*WRITTEN TASK A:*
In the blog excerpt, what do the websites sell, since selling Jarts themselves is illegal?

___ PROVIDED PASSAGE

I've found several websites for obtaining good, old-fashioned, dangerous as hell, Jarts. Of course, they can't sell them; that's illegal. They sell Jarts parts. Perfectly legal, with some assembly required. Awesome. So, wish me luck on finding and assembling some. Oh, and if I do, and you're ever in the neighborhood, make sure you've got a helmet on.
Sunday, July 20, 2008
Say....
Today I was reminded of one of my pet peeves. This one happens all the time, so I know you've seen it. Hopefully, you've never done it, though. Picture someone approaching you with a small child in tow, and you ask them what they've been doing. Their reply (the adult's reply) is something to the tune of, "Say we've been playing at the park." They begin the sentence with the word "say."
I don't even know how to punctuate that sentence. Are they speaking for the child? Is the child a puppet? Are they wanting the child to repeat what follows the "say"? Regardless, I don't like it. I don't think it makes the kid appear any smarter, and it just makes the adult look silly. Let the child say it, or just tell me yourself that you've been at the park. Maybe just teach the kid when you poke them in the back to open their mouth, you can do the talking, and together you can give me a puppet show. That would show me you're both pretty darn smart. It would also be pretty funny.
Friday, July 18, 2008
Flip Flop Hooray
Many moons ago, I posted a comment on Shane's blog about flip flops. It caused quite the little commotion, as I recall. Honestly, I had even given it partial credit for his doing away with the Aeropagus, or whatever he called it. I'm sure he'd just say something about him having to edit himself, or some kind of crap like that. Whatever. The post on his site was focused mostly on how the aforementioned footwear appears to have taken the place of dress shoes throughout much of our society.
Well, now I wanted to touch on a few of the problems (for lack of a better word) I actually notice in the lovely sandals themselves, as well as the wearers thereof. In order to make this concise, honest, and somewhat meaningful to a reader, I'll lay down some pointers or guidelines if one is so inclined to don a pair of flip flops (or thongs, or beachcombers, if you will). For the record, these are more for the ladies, as I don't look at dudes' feet nor do I care what they look like in flip flops. So, let's begin.
1. The first rule of flip flops is you will peel the little clear size sticker off the side.
2. The second rule of flip flops is you will peel the little clear size sticker off the side.
3. The third rule of flip flops is, if necessary, break out the foot file, cracked heel relief cream, or both, prior to wearing.
4. The fourth rule of flip flops is they do not have to match your shirt or pants or shorts or underwear.
5. The fifth rule of flip flops is if they are fuzzy, they belong under or beside your bed - not in the checkout at Wal Mart. (The same can be said for your Sugar Daddy pajama bottoms.)

______
___ INFORMATION SHOWN

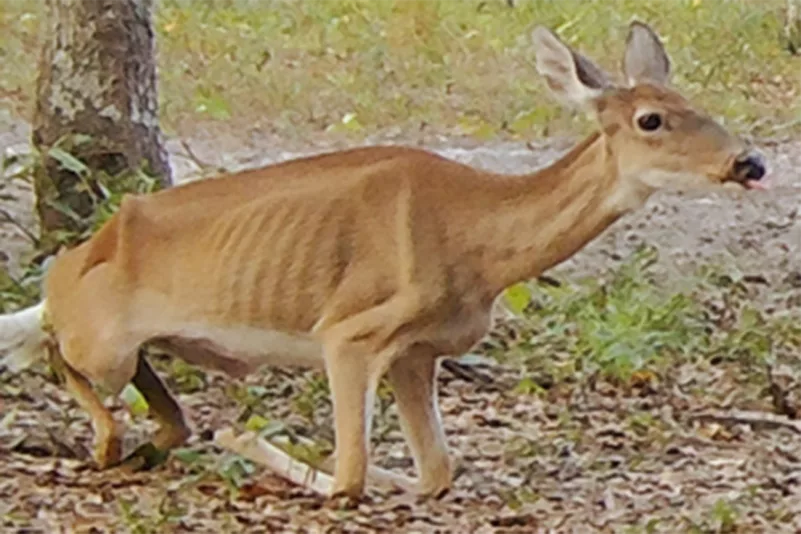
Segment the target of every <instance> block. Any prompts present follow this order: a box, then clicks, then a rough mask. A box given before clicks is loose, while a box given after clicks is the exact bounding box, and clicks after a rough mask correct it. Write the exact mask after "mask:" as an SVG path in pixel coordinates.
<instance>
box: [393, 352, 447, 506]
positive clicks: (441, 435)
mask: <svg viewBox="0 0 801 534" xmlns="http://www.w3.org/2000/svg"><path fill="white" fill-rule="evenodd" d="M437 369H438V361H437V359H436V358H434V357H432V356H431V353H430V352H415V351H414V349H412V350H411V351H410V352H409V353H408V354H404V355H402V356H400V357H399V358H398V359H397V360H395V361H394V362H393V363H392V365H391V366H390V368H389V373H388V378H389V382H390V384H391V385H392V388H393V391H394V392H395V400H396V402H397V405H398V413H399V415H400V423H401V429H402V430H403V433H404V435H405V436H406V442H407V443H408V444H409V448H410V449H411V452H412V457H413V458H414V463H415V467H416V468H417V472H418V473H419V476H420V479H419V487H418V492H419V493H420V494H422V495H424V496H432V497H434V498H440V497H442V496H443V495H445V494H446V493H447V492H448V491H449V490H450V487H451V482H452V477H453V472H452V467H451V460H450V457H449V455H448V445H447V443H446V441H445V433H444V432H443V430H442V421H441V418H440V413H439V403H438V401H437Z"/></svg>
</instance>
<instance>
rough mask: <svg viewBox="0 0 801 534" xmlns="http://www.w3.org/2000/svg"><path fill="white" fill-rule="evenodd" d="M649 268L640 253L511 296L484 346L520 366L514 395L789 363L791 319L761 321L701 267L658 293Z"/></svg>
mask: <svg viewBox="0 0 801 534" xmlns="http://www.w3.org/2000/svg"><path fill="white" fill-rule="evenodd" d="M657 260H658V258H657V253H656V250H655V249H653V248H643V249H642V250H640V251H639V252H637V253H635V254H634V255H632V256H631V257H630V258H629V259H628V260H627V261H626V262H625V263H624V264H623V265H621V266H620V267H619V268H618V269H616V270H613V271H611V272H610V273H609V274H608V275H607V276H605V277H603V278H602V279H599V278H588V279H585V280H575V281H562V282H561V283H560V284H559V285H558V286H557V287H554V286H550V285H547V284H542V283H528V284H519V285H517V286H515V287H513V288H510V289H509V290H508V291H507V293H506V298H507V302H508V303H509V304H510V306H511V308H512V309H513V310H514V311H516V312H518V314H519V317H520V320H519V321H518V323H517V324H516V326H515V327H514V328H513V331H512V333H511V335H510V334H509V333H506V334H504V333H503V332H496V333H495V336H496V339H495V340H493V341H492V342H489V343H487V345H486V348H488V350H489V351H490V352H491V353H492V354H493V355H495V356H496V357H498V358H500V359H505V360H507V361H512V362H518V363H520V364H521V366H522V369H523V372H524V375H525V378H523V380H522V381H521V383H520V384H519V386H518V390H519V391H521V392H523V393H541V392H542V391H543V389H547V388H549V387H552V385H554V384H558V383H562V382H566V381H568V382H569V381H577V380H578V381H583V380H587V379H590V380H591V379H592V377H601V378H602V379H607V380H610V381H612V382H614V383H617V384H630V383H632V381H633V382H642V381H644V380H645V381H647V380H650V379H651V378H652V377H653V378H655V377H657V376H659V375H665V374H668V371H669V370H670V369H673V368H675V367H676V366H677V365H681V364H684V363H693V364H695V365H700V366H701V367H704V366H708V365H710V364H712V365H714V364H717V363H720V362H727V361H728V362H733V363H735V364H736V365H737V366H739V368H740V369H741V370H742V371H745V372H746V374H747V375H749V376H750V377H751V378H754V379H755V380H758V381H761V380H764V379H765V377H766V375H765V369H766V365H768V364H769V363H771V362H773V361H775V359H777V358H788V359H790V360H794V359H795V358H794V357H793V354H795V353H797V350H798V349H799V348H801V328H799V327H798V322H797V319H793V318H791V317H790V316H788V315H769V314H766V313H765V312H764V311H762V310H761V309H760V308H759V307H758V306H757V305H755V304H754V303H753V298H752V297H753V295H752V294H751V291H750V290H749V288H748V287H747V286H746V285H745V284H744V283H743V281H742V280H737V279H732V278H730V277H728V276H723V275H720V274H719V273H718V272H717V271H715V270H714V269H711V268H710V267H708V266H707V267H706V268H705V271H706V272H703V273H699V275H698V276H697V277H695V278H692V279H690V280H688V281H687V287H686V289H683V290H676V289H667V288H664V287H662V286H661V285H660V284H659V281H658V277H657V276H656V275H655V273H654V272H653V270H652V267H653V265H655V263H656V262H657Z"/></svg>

______
___ INFORMATION SHOWN

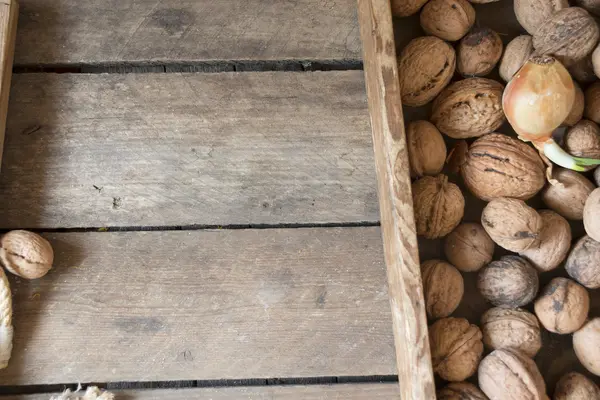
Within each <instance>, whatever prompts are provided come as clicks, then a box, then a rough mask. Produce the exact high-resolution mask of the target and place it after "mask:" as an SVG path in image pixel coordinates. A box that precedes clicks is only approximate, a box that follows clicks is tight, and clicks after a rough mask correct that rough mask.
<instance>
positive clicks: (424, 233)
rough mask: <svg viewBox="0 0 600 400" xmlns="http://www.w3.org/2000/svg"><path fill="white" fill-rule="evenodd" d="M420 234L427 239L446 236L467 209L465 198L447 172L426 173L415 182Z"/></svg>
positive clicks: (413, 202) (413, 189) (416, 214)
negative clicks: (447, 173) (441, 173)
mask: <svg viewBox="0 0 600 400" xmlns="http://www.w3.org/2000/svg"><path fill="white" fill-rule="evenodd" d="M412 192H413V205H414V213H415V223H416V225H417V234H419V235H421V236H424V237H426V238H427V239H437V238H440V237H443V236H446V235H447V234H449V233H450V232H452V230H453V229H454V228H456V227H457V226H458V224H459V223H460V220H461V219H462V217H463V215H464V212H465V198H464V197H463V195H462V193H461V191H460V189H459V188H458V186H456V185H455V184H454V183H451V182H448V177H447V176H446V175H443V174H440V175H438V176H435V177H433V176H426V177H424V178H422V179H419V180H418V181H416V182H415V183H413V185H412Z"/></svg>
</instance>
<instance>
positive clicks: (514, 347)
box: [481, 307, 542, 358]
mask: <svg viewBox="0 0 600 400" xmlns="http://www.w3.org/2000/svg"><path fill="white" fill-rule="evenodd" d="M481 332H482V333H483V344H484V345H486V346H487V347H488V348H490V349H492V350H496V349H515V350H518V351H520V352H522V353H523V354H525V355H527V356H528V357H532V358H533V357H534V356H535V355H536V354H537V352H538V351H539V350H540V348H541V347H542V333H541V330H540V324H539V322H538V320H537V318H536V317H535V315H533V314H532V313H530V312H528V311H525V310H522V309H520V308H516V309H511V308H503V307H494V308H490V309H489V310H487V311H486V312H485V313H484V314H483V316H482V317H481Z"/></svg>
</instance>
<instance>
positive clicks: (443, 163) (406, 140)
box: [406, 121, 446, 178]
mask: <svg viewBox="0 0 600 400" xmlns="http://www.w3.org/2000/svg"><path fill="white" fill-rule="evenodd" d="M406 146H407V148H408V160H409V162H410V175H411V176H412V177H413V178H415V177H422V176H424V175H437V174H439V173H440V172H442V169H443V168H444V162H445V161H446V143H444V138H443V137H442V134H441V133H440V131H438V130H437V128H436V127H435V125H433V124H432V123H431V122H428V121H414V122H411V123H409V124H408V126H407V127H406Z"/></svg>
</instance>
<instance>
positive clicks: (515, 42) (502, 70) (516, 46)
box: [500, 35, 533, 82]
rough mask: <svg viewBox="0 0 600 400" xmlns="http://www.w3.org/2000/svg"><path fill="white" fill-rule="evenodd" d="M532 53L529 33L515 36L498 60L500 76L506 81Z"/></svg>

______
___ INFORMATION SHOWN

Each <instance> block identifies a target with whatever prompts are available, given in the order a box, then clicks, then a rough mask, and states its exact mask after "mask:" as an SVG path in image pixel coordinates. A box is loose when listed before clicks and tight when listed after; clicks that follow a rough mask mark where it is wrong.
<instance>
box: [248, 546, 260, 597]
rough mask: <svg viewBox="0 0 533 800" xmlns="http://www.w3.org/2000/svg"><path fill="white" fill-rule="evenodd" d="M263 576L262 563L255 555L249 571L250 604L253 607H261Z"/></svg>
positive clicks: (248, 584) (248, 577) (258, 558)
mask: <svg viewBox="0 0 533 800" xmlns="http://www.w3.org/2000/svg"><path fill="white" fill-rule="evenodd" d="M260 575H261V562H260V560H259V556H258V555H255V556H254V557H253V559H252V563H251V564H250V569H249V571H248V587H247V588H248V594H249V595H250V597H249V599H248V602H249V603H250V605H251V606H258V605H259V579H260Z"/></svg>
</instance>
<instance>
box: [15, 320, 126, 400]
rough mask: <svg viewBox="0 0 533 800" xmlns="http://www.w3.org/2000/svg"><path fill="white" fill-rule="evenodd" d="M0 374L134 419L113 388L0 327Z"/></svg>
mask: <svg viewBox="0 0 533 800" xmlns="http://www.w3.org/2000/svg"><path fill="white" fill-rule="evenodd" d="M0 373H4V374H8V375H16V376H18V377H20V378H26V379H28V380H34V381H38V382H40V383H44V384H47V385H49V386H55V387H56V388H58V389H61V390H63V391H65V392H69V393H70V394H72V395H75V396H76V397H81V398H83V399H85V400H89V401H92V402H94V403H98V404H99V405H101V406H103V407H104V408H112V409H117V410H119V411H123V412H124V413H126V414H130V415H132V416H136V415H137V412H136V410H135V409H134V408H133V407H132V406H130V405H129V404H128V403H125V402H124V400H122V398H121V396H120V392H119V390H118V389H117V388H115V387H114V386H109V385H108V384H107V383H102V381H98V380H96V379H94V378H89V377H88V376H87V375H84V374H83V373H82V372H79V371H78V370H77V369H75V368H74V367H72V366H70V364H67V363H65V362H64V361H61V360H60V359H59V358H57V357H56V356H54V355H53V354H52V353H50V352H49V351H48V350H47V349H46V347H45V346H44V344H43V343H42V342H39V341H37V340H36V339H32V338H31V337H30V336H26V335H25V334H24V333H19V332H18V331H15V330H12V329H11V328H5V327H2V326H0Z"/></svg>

______

*WRITTEN TASK B:*
List every line of the records that contains the string "positive". Case counts.

*TASK SOLUTION A:*
They sell Jarts parts.

*TASK SOLUTION B:*
positive clicks: (441, 435)
positive clicks: (424, 233)
positive clicks: (413, 202) (413, 189) (416, 214)
positive clicks: (514, 347)
positive clicks: (443, 163) (406, 140)
positive clicks: (515, 42) (502, 70) (516, 46)
positive clicks: (248, 584) (248, 577) (258, 558)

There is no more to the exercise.